--- DO THIS ---
Copy out every line of the listing below word for word.

——————————

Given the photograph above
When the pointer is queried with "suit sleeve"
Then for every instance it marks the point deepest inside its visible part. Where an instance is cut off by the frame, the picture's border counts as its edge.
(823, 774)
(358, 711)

——————————

--- WRITTEN SOLUTION ---
Given the photograph above
When the pointer is queried with "suit sleeve"
Then for every instance it marks the point deepest inside its visible part. Where an instance is cut off by the frame, the picture's border counts as its edge.
(823, 774)
(358, 711)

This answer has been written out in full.